* _Quoted passage_
• • • • • • •
Weirdly, Democrats are cheering about this while Republicans are complaining. Ten years ago, Democrats insisted on making the tax cuts temporary because they said the revenue loss would be so huge it would send the deficit soaring. Republicans at the time expressed faith in the unproven idea that tax cuts were such a boost to the economy that they paid for themselves.

Now, that unproven idea has been proved wrong, but that did not keep Obama from making most of the tax cuts permanent, as Republicans desired all along. Brazenly, many Republicans are now the ones saying these tax cuts for the middle class need to be paid for with budget cuts, lest they balloon the deficit. They will take that argument into the next phase of the budget battle, and they will argue, additionally, that, because Democrats already got the revenue they demanded, it is time for big spending cuts to bring down the deficits and debt.

Many liberals are insisting that Obama settled too quickly and, now that he has used up his advantage on taxes without making a broader deal that pinned down what will and will not happen with spending reductions, the Republicans have gained the upper hand. The president insists that he will hang tough and will not let the other side force changes in Medicare and Social Security funding by using the looming deadline to raise the debt ceiling as leverage.

The fiscal cliff fight was just the opening round in a bigger budget slugfest that will play out over the next two months. Conservatives may think their bloodied lip is a sign they lost that first round, but, in truth, they may already be ahead on points.
• • • • • • •
* _Information provided_
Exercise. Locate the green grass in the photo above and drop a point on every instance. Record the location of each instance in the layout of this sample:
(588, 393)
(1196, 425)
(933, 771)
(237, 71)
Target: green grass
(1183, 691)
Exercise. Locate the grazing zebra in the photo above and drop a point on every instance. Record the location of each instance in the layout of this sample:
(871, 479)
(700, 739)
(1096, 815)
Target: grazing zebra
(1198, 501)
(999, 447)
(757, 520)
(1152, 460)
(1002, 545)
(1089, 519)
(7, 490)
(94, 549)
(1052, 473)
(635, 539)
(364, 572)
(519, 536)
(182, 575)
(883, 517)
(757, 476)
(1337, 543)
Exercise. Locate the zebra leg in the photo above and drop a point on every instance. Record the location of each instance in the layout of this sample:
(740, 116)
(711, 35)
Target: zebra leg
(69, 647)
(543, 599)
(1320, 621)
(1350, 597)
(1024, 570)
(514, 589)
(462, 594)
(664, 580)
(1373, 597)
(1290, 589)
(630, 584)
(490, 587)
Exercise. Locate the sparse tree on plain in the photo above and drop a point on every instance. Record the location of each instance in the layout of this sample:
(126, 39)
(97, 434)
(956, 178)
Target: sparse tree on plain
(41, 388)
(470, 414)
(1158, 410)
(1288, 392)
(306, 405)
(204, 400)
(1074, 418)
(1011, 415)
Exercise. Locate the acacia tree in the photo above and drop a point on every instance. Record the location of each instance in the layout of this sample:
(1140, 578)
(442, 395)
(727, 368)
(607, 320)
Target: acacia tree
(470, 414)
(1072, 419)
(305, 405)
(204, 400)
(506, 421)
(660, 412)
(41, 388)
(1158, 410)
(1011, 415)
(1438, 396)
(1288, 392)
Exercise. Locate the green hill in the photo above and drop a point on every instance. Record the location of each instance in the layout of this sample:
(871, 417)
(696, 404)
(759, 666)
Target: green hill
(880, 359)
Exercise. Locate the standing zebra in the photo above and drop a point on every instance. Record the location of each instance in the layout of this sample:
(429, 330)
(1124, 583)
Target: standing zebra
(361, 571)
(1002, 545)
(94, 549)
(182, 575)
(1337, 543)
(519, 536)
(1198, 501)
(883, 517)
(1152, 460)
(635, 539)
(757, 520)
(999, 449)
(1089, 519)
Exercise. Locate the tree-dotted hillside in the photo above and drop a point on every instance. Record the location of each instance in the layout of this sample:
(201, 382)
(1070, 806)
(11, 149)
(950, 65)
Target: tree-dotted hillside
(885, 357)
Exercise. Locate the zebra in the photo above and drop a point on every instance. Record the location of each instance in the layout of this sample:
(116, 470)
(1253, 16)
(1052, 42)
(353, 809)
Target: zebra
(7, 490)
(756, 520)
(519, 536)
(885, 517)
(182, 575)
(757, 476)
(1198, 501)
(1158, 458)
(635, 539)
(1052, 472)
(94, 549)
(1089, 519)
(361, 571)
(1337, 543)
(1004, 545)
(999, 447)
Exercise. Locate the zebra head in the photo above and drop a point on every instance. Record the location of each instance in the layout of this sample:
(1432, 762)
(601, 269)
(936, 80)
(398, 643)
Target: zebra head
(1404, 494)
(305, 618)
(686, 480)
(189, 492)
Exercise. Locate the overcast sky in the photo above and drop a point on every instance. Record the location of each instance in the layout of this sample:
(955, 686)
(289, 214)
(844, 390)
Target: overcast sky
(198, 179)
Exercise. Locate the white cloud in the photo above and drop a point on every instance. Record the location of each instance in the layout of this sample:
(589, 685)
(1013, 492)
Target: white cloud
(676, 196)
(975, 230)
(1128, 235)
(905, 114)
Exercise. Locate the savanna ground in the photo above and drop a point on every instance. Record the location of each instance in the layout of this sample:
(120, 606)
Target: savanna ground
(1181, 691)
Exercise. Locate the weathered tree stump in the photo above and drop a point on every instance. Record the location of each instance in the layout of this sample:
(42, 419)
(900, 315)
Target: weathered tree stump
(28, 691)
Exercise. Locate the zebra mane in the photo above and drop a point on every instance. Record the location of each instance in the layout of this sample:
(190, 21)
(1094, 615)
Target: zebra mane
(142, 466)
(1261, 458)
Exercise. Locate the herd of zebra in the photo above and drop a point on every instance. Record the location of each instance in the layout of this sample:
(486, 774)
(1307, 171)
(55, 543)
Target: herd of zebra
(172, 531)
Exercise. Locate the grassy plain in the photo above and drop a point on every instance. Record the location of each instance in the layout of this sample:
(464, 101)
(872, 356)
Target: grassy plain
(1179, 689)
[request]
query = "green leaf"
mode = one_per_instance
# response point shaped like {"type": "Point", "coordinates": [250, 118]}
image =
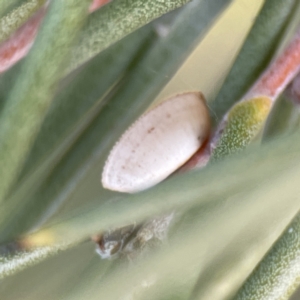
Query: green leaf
{"type": "Point", "coordinates": [16, 18]}
{"type": "Point", "coordinates": [22, 259]}
{"type": "Point", "coordinates": [79, 99]}
{"type": "Point", "coordinates": [83, 164]}
{"type": "Point", "coordinates": [180, 192]}
{"type": "Point", "coordinates": [116, 20]}
{"type": "Point", "coordinates": [263, 213]}
{"type": "Point", "coordinates": [280, 265]}
{"type": "Point", "coordinates": [284, 118]}
{"type": "Point", "coordinates": [32, 94]}
{"type": "Point", "coordinates": [259, 48]}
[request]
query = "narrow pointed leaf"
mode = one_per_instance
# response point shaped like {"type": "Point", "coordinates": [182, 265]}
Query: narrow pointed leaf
{"type": "Point", "coordinates": [32, 94]}
{"type": "Point", "coordinates": [18, 17]}
{"type": "Point", "coordinates": [258, 50]}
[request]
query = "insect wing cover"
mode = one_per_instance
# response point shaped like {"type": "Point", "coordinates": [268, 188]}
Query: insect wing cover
{"type": "Point", "coordinates": [157, 144]}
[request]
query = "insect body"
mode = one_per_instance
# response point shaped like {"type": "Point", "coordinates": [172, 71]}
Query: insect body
{"type": "Point", "coordinates": [157, 144]}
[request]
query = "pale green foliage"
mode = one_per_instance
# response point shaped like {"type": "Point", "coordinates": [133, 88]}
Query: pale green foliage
{"type": "Point", "coordinates": [18, 17]}
{"type": "Point", "coordinates": [56, 133]}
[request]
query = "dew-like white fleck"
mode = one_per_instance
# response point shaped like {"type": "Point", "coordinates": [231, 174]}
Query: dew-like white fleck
{"type": "Point", "coordinates": [157, 144]}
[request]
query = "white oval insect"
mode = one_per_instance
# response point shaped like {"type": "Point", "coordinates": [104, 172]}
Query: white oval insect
{"type": "Point", "coordinates": [157, 144]}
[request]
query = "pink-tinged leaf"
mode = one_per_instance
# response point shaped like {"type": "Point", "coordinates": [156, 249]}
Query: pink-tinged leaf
{"type": "Point", "coordinates": [18, 45]}
{"type": "Point", "coordinates": [96, 4]}
{"type": "Point", "coordinates": [279, 74]}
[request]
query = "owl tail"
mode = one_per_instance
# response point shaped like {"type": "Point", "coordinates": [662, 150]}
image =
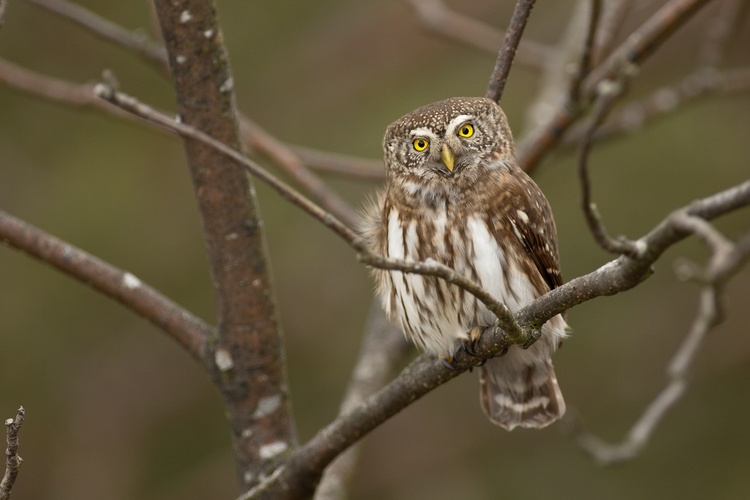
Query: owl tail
{"type": "Point", "coordinates": [520, 392]}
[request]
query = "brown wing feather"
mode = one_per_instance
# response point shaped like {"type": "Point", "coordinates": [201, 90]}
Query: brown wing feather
{"type": "Point", "coordinates": [535, 228]}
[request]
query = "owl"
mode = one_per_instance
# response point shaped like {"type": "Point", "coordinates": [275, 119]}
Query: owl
{"type": "Point", "coordinates": [455, 194]}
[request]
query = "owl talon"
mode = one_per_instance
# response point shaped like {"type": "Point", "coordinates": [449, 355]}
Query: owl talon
{"type": "Point", "coordinates": [470, 345]}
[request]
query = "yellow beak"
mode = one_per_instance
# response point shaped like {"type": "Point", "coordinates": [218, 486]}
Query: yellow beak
{"type": "Point", "coordinates": [447, 156]}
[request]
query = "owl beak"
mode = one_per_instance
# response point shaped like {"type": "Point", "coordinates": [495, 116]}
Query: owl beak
{"type": "Point", "coordinates": [447, 156]}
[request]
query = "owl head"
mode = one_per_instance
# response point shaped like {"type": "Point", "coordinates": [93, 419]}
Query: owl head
{"type": "Point", "coordinates": [448, 139]}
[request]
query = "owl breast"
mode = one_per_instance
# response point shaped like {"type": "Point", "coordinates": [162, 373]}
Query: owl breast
{"type": "Point", "coordinates": [433, 313]}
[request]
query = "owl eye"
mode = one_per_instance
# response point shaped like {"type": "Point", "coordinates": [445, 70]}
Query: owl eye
{"type": "Point", "coordinates": [466, 130]}
{"type": "Point", "coordinates": [420, 144]}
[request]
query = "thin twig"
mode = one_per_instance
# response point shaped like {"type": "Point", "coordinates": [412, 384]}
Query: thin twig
{"type": "Point", "coordinates": [383, 348]}
{"type": "Point", "coordinates": [303, 467]}
{"type": "Point", "coordinates": [584, 65]}
{"type": "Point", "coordinates": [12, 460]}
{"type": "Point", "coordinates": [260, 140]}
{"type": "Point", "coordinates": [634, 116]}
{"type": "Point", "coordinates": [429, 267]}
{"type": "Point", "coordinates": [153, 52]}
{"type": "Point", "coordinates": [606, 100]}
{"type": "Point", "coordinates": [613, 17]}
{"type": "Point", "coordinates": [440, 18]}
{"type": "Point", "coordinates": [508, 51]}
{"type": "Point", "coordinates": [726, 260]}
{"type": "Point", "coordinates": [629, 55]}
{"type": "Point", "coordinates": [188, 330]}
{"type": "Point", "coordinates": [254, 135]}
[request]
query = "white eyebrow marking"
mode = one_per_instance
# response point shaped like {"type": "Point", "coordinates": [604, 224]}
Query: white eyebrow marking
{"type": "Point", "coordinates": [459, 120]}
{"type": "Point", "coordinates": [422, 132]}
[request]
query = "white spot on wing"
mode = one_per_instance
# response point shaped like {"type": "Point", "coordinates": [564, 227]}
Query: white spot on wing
{"type": "Point", "coordinates": [267, 406]}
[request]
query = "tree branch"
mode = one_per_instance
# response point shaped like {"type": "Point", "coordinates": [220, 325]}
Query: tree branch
{"type": "Point", "coordinates": [383, 348]}
{"type": "Point", "coordinates": [508, 51]}
{"type": "Point", "coordinates": [726, 261]}
{"type": "Point", "coordinates": [428, 267]}
{"type": "Point", "coordinates": [12, 460]}
{"type": "Point", "coordinates": [188, 330]}
{"type": "Point", "coordinates": [631, 53]}
{"type": "Point", "coordinates": [436, 15]}
{"type": "Point", "coordinates": [246, 358]}
{"type": "Point", "coordinates": [301, 472]}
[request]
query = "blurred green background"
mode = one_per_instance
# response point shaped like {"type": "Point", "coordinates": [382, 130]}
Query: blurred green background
• • • • • • •
Can you reproduce the passage on the fiscal cliff tax deal from the top of the page, word for word and in full?

* _Exercise answer_
Weirdly, Democrats are cheering about this while Republicans are complaining. Ten years ago, Democrats insisted on making the tax cuts temporary because they said the revenue loss would be so huge it would send the deficit soaring. Republicans at the time expressed faith in the unproven idea that tax cuts were such a boost to the economy that they paid for themselves.

Now, that unproven idea has been proved wrong, but that did not keep Obama from making most of the tax cuts permanent, as Republicans desired all along. Brazenly, many Republicans are now the ones saying these tax cuts for the middle class need to be paid for with budget cuts, lest they balloon the deficit. They will take that argument into the next phase of the budget battle, and they will argue, additionally, that, because Democrats already got the revenue they demanded, it is time for big spending cuts to bring down the deficits and debt.

Many liberals are insisting that Obama settled too quickly and, now that he has used up his advantage on taxes without making a broader deal that pinned down what will and will not happen with spending reductions, the Republicans have gained the upper hand. The president insists that he will hang tough and will not let the other side force changes in Medicare and Social Security funding by using the looming deadline to raise the debt ceiling as leverage.

The fiscal cliff fight was just the opening round in a bigger budget slugfest that will play out over the next two months. Conservatives may think their bloodied lip is a sign they lost that first round, but, in truth, they may already be ahead on points.